> _TEXTAUSZUG_
• • •

Fast zwei Drittel aller Medizin-Studierenden in Deutschland sind mittlerweile weiblich. Das hat Folgen für das Berufsbild und für Arbeitsmodelle. Unser Bild zeigt eine Studentin beim Würzburger Campus-Festival.
Foto: Daniel Peter | Fast zwei Drittel aller Medizin-Studierenden in Deutschland sind mittlerweile weiblich. Das hat Folgen für das Berufsbild und für Arbeitsmodelle. Unser Bild zeigt eine Studentin beim Würzburger Campus-Festival.
Andreas Jungbauer
 |  aktualisiert: 27.04.2023 08:13 Uhr

Die medizinische Versorgung auf dem Land ist eine Herausforderung: Ärzte gehen in Ruhestand, Nachfolger fehlen, Praxen schließen. Jetzt will sogar die Deutsche Bahn rollende Arztpraxen anbieten: Gesundheitsbusse mit Hausarzt und Helferin an Bord, die ausgewählte Gemeinden anfahren. Mobile Praxen können Versorgungsengpässe überbrücken, niedergelassene Hausärzte ersetzen sie nicht.

Lehrstuhl an der Uni Würzburg mit zwei Frauen besetzt

Woher aber soll der Nachwuchs kommen? Eine Option: die Allgemeinmedizin im Studium aufzuwerten und zu stärken, wie es der von der Bundesregierung beschlossene "Masterplan Medizinstudium 2020" vorsieht. Folgerichtig scheint deshalb die Einrichtung weiterer Lehrstühle für Allgemeinmedizin. In Bayern hat die Würzburger Julius-Maximilians-Universität (JMU) als vierte Uni nach den beiden Münchner Hochschulen und Erlangen-Nürnberg Ende 2017 einen solchen Lehrstuhl erhalten.

• • •

> _ÜBUNGSAUFGABEN_
A - Gib aus dem Textauszug zur ärztlichen Versorgung den Abschnitt wortgetreu wieder, der mit den Worten „Woher aber soll“ beginnt und mit „solchen Lehrstuhl erhalten.“ endet.
B - Wann erhielt die Würzburger Julius-Maximilians-Universität laut dem Textauszug zur ärztlichen Versorgung einen Lehrstuhl für Allgemeinmedizin?

Gespeicherte Daten:
• • •

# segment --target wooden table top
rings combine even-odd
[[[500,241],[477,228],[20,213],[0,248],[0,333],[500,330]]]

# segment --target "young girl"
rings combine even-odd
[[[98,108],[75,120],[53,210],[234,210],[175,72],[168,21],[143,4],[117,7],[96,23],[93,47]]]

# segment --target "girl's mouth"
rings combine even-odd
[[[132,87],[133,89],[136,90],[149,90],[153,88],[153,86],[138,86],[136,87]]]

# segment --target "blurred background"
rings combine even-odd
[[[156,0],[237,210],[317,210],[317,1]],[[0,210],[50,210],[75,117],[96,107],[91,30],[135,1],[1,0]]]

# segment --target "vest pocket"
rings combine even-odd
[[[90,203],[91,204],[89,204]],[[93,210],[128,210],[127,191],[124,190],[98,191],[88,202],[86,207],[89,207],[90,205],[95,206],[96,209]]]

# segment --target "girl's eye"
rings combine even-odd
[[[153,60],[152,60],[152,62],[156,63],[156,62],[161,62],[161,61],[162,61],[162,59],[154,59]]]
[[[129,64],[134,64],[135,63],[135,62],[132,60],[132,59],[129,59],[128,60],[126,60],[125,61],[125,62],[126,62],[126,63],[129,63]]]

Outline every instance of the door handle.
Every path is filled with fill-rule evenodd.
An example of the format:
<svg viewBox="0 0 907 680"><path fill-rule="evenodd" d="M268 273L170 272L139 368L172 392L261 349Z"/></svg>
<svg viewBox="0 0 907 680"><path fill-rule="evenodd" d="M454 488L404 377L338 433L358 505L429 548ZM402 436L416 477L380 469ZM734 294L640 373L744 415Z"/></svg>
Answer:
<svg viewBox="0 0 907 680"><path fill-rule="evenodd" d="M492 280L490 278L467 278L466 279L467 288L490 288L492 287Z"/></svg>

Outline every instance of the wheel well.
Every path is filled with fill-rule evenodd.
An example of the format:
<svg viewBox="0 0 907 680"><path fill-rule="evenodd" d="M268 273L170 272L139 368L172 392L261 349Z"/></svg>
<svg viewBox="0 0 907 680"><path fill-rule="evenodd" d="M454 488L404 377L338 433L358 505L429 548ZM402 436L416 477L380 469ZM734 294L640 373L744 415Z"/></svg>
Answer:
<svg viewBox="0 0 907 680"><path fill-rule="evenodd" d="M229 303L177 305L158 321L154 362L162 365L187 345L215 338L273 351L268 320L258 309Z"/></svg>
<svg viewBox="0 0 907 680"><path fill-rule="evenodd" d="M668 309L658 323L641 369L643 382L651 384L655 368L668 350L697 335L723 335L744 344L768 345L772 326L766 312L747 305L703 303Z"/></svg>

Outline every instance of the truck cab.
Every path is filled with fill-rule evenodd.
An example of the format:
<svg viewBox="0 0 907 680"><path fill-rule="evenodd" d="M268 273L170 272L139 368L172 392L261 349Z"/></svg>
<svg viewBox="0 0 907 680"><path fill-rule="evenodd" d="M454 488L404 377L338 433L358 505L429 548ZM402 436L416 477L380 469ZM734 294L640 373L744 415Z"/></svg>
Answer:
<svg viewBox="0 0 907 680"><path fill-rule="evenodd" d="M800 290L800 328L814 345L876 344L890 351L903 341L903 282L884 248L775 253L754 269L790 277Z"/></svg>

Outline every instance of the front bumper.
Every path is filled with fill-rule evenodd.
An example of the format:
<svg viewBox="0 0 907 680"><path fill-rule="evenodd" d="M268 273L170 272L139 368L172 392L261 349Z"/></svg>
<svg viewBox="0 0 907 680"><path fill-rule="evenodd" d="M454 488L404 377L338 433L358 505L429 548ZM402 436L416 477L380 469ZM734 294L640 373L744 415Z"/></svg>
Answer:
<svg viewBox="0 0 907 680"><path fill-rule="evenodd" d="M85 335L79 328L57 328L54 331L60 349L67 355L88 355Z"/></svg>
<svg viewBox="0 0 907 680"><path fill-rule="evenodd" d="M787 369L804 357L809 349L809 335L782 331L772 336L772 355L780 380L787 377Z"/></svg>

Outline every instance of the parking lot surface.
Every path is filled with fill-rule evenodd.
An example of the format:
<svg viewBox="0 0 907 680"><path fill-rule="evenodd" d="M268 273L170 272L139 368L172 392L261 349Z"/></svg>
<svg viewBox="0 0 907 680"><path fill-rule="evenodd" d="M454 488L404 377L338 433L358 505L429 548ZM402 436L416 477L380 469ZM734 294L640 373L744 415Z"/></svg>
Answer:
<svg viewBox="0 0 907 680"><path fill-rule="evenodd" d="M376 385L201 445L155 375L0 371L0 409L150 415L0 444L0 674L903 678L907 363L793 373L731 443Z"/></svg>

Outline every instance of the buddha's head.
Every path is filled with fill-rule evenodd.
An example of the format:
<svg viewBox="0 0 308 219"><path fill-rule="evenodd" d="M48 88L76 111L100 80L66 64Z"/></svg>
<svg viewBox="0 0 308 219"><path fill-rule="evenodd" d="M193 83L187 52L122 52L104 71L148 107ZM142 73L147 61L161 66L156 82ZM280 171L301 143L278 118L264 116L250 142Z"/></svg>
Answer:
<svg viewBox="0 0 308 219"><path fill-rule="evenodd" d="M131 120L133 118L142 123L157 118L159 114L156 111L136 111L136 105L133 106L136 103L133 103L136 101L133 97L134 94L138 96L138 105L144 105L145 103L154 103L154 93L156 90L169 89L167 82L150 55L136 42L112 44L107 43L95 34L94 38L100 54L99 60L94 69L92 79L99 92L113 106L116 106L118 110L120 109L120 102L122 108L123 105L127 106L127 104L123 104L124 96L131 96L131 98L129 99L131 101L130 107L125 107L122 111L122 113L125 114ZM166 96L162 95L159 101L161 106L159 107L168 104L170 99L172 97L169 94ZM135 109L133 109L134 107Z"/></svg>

• • •

> _LÖSUNGEN_
A -
Woher aber soll der Nachwuchs kommen? Eine Option: die Allgemeinmedizin im Studium aufzuwerten und zu stärken, wie es der von der Bundesregierung beschlossene "Masterplan Medizinstudium 2020" vorsieht. Folgerichtig scheint deshalb die Einrichtung weiterer Lehrstühle für Allgemeinmedizin. In Bayern hat die Würzburger Julius-Maximilians-Universität (JMU) als vierte Uni nach den beiden Münchner Hochschulen und Erlangen-Nürnberg Ende 2017 einen solchen Lehrstuhl erhalten.

B - Ende 2017.